#### WORK TASK:
Below are lines of data; count those that contain "yellow" and give the total alone.

:: DATA UNDER STUDY

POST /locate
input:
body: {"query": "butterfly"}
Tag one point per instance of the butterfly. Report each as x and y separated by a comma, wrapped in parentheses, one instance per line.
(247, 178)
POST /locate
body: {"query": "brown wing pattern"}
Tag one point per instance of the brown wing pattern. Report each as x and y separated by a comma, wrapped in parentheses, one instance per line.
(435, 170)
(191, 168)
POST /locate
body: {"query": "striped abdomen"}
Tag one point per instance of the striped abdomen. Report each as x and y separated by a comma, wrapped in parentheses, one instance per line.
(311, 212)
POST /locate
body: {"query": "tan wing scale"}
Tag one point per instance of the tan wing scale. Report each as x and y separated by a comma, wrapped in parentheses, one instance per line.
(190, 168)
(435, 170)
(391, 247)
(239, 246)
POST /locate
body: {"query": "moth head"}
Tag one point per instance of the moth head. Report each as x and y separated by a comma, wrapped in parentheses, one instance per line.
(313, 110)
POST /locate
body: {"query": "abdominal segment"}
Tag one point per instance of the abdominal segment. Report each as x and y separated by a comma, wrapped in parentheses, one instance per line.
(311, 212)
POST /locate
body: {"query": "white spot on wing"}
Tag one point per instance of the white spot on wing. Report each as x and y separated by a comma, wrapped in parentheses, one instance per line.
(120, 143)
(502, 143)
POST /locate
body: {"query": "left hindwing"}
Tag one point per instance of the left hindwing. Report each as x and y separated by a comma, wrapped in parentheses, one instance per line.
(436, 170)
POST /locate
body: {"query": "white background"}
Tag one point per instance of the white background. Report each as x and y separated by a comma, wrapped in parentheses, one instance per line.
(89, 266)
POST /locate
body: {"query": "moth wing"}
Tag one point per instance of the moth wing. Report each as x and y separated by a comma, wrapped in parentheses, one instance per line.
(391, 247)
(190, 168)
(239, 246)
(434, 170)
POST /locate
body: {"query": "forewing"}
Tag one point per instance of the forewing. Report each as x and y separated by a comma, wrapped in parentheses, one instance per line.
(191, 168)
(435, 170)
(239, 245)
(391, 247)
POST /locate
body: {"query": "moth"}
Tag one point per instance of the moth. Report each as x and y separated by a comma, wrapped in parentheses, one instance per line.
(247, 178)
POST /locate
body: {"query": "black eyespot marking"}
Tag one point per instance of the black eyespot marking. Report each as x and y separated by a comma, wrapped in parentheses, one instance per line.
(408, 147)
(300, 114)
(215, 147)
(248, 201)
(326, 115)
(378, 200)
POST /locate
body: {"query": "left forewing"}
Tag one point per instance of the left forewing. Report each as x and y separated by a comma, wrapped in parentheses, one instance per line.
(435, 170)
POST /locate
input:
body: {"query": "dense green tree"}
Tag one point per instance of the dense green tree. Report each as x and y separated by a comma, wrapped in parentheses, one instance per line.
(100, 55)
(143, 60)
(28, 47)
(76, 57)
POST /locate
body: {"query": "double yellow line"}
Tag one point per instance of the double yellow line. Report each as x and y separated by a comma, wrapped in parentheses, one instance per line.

::::

#### FINISHED EXERCISE:
2